Problem statement: Retype the lines of the listing from the one containing "Query: woman's forehead" through the end of the listing, both included, with no changes.

Source data:
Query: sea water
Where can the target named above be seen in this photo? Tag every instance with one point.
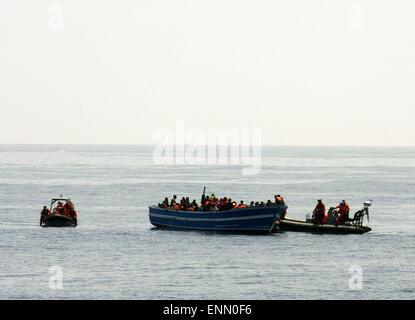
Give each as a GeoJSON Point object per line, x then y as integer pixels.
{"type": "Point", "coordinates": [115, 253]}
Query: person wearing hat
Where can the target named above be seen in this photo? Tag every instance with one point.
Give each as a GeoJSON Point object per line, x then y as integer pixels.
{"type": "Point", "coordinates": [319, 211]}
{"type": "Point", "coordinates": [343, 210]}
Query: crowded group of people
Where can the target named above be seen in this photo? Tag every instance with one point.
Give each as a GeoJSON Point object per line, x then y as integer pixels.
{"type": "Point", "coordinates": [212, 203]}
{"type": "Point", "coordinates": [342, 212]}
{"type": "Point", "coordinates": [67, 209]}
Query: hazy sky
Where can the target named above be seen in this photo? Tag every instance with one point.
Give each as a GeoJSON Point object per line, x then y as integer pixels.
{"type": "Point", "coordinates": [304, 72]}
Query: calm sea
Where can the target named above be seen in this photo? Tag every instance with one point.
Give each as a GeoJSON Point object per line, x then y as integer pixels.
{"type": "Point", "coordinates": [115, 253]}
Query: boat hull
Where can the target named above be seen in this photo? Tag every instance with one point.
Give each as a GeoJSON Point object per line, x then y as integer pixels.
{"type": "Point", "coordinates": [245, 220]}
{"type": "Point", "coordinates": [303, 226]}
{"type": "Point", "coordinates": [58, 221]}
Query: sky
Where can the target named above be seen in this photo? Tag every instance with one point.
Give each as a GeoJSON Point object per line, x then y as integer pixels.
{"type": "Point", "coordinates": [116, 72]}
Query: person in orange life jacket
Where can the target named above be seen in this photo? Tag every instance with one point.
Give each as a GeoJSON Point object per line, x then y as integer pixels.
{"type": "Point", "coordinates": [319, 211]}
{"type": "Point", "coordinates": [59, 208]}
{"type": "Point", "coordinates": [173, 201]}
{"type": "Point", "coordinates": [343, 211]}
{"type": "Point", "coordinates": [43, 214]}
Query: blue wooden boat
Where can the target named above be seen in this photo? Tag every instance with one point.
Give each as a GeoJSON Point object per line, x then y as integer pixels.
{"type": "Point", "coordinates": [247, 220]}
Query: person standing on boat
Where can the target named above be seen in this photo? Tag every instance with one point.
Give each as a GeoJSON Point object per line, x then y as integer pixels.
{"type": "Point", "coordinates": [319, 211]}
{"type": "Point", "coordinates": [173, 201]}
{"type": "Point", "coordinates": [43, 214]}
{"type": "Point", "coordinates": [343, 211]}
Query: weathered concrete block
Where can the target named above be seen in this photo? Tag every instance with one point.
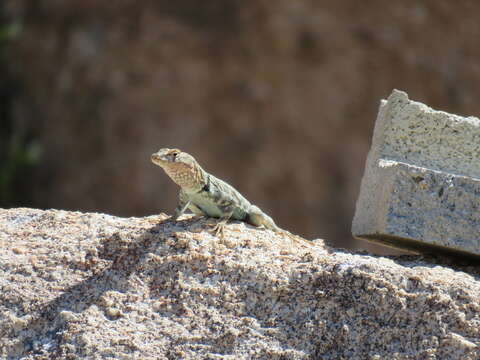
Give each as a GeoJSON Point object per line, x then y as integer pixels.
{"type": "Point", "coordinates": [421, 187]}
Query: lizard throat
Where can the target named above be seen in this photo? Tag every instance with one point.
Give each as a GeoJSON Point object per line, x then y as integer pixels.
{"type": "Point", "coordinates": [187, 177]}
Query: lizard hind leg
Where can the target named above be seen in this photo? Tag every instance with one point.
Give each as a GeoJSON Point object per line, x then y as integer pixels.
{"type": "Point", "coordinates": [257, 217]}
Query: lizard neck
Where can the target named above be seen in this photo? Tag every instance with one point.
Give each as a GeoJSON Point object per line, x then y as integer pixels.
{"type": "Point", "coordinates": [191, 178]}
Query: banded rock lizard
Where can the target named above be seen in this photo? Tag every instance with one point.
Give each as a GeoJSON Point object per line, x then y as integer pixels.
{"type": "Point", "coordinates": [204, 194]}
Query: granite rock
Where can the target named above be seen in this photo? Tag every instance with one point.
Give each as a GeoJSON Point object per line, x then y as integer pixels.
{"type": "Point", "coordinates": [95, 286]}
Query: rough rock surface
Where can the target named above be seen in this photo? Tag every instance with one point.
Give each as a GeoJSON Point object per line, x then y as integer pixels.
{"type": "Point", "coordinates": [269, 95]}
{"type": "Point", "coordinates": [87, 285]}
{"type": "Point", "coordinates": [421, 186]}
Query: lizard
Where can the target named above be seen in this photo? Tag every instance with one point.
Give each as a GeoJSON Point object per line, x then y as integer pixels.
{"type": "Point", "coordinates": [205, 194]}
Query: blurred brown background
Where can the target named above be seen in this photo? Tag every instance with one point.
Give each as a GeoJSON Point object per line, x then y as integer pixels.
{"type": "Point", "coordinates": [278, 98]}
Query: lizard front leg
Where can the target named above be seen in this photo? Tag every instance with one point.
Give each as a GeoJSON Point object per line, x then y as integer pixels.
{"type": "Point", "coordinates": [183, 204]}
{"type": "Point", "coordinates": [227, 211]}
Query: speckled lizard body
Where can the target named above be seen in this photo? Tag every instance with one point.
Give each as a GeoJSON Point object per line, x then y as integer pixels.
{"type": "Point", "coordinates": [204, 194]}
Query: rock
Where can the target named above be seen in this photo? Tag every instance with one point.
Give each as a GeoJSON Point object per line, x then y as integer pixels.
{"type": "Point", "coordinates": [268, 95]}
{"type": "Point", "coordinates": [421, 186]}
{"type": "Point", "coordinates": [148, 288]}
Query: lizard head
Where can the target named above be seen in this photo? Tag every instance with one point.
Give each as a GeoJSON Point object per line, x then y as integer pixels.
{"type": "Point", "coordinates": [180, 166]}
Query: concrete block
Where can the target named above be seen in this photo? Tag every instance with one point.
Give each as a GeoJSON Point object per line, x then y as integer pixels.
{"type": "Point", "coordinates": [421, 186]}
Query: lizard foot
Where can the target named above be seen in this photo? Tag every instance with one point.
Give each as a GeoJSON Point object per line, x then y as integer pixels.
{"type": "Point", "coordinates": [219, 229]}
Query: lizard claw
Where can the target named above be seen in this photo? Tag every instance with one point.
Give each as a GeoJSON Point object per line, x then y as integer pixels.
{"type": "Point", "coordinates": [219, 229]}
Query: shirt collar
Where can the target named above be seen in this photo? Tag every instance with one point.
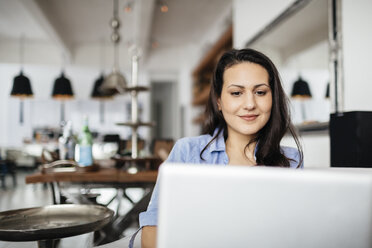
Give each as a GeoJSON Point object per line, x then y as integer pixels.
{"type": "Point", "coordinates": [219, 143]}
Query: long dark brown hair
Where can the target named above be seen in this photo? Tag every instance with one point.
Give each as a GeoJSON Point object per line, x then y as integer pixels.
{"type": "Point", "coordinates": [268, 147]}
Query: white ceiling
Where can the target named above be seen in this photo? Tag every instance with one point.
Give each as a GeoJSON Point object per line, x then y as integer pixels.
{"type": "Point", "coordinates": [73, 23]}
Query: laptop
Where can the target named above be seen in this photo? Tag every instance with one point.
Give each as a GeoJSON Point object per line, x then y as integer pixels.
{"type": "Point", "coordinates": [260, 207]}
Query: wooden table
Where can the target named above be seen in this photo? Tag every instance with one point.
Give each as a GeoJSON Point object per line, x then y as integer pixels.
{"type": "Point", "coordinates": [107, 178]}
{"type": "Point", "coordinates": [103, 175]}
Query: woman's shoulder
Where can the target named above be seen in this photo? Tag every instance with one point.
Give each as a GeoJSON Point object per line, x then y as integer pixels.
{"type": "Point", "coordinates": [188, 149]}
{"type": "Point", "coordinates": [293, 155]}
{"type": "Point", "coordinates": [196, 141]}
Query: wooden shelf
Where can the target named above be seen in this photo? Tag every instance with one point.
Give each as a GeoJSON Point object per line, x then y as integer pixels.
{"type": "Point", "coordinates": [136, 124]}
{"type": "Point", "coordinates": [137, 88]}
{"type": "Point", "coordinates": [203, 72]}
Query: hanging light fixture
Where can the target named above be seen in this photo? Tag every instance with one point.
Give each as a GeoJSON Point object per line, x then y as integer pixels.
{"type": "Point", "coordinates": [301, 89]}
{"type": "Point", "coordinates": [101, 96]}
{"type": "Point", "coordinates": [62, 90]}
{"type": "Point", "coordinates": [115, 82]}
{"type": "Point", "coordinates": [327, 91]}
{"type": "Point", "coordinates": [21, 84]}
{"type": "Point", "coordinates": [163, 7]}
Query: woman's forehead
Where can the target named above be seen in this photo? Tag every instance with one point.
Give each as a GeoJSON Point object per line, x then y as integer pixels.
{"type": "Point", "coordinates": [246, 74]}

Expected answer:
Query: woman's forehead
Where can the target named above be seen in this photo? Tag every instance with one point.
Give each as a GeoJSON Point object per line, x then y as integer pixels.
{"type": "Point", "coordinates": [246, 74]}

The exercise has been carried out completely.